Short task: Skip every line before the one containing "the car hood", then copy that line and the rest of the entries below exactly, through the last line.

[Items listed in a dataset]

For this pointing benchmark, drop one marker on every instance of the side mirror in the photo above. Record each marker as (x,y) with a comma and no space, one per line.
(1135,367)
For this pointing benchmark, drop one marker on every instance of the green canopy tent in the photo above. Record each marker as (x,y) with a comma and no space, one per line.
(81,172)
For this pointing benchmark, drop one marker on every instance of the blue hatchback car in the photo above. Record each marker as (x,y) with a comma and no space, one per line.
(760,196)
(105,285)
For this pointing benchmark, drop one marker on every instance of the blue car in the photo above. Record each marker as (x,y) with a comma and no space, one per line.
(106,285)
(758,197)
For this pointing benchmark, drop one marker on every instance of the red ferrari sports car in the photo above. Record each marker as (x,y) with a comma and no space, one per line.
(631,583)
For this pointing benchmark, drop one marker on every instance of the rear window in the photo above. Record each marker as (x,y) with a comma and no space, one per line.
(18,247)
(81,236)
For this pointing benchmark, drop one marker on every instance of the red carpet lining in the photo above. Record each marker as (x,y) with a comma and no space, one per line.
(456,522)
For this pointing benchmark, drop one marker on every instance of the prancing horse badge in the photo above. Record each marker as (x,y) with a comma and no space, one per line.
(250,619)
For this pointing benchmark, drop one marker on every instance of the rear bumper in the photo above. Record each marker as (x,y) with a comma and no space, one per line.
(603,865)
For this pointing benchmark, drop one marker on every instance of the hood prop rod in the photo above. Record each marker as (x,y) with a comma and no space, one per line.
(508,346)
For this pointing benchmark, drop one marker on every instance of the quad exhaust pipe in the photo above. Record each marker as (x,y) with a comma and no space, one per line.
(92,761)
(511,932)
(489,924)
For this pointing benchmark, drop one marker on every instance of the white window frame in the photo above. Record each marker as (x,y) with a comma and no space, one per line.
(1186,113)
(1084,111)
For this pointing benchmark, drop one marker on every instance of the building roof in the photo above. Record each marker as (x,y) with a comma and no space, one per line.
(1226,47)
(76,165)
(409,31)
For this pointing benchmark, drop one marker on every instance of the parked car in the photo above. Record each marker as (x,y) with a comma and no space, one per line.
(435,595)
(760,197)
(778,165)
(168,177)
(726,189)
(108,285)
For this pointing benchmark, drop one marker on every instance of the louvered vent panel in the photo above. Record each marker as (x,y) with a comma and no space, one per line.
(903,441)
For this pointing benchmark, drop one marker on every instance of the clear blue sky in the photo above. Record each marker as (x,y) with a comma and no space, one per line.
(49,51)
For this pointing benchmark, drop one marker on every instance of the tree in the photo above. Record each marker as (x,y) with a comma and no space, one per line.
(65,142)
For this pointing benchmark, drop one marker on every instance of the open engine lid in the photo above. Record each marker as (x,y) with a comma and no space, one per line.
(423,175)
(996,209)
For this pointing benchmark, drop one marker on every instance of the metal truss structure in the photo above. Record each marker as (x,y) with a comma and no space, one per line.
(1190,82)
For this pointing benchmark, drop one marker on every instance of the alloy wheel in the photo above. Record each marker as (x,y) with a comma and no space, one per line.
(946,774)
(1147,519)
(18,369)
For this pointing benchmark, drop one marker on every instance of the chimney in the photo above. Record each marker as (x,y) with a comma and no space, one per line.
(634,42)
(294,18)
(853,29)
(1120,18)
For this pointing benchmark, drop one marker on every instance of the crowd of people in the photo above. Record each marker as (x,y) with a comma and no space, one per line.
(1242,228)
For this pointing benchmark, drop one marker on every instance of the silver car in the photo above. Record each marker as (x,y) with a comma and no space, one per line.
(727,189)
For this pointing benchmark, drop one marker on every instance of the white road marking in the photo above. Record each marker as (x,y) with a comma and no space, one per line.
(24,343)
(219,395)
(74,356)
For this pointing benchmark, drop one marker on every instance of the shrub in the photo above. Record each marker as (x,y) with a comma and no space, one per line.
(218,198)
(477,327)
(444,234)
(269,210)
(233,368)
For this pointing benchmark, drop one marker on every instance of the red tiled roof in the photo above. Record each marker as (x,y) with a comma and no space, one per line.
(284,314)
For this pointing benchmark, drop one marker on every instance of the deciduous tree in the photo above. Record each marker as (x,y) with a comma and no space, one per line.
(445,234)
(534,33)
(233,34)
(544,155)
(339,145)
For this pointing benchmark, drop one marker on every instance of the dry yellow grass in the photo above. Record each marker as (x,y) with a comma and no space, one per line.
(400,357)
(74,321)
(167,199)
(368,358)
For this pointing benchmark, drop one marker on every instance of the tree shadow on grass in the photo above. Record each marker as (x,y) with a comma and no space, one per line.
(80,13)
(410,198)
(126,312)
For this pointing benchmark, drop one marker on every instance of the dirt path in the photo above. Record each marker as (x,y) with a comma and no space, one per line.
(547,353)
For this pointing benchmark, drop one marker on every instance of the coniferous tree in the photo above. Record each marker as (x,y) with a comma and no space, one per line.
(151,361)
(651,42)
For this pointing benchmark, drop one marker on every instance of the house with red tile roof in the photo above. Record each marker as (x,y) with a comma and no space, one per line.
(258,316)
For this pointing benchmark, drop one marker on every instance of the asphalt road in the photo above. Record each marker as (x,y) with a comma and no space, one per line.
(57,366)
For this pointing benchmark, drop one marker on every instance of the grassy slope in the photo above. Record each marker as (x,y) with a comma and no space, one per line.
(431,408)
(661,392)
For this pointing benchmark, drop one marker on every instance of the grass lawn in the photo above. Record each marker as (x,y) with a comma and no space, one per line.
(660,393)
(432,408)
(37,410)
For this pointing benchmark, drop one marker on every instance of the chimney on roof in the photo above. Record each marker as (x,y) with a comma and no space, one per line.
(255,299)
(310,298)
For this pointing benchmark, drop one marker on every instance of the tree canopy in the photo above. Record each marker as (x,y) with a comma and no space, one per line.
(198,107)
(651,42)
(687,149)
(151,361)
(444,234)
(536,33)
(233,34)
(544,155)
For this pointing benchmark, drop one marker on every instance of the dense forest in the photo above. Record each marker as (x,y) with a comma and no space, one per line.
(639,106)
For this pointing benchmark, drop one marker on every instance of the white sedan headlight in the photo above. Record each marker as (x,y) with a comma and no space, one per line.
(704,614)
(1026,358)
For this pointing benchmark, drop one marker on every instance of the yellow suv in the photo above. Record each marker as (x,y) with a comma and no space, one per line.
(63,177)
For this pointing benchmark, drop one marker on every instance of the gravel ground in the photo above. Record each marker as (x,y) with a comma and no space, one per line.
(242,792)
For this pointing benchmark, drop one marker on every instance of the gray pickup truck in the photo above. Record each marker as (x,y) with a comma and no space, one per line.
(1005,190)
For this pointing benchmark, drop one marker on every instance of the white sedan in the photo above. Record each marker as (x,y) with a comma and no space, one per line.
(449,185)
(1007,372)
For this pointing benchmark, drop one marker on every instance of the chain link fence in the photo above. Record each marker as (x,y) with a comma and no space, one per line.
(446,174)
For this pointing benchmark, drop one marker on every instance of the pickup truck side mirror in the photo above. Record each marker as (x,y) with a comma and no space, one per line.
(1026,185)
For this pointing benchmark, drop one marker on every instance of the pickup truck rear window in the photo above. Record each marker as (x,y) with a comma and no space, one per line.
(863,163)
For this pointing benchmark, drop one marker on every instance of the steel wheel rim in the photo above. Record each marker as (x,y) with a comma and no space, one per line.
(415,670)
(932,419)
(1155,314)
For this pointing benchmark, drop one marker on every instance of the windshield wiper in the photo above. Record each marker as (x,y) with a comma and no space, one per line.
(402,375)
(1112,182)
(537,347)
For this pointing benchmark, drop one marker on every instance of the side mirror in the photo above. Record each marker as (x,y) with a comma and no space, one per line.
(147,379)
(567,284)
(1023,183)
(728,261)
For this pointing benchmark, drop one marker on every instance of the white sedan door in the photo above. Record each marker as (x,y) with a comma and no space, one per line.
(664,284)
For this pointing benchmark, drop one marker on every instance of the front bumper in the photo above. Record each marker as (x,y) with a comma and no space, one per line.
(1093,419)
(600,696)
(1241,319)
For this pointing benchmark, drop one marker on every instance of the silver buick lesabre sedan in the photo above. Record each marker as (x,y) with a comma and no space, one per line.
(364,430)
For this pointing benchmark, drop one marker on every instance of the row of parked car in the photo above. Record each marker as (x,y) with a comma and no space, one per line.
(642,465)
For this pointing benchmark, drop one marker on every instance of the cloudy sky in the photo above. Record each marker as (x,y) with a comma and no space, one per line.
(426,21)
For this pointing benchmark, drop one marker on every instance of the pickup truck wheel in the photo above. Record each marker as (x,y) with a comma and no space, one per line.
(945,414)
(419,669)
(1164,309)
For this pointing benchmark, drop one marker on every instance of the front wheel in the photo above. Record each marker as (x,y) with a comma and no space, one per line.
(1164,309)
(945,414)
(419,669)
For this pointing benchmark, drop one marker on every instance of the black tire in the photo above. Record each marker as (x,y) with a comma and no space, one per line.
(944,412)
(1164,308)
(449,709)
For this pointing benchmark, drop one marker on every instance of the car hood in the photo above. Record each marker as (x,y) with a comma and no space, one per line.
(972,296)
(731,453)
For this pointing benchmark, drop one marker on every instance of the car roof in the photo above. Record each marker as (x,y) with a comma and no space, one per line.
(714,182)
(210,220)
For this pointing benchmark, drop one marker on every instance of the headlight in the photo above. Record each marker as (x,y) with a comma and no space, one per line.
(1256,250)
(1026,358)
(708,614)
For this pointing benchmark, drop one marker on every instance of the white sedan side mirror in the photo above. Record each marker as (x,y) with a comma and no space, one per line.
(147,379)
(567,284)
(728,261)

Output for this exercise:
For this pointing benchmark, drop one marker on every instance of the car hood in the photo above. Record each marker as (x,y) with a comma and no space, one per line.
(972,296)
(731,453)
For this pointing benchmark, drop one marker on every instance of the car roof in the photo above. Record each marker as (x,y) with a comma and no space, one per line.
(714,182)
(210,220)
For this pointing benchmark, drop one marker on every instance of the headlight in the photo above. Record each marker as (x,y) with a comma and no space, one per line.
(1256,250)
(1026,358)
(708,614)
For this pointing benchmark, drop one marker on every instance of the white sedan side mirror in the photo above. Record each marker as (x,y) with a comma and no space, one per line.
(147,379)
(567,284)
(728,261)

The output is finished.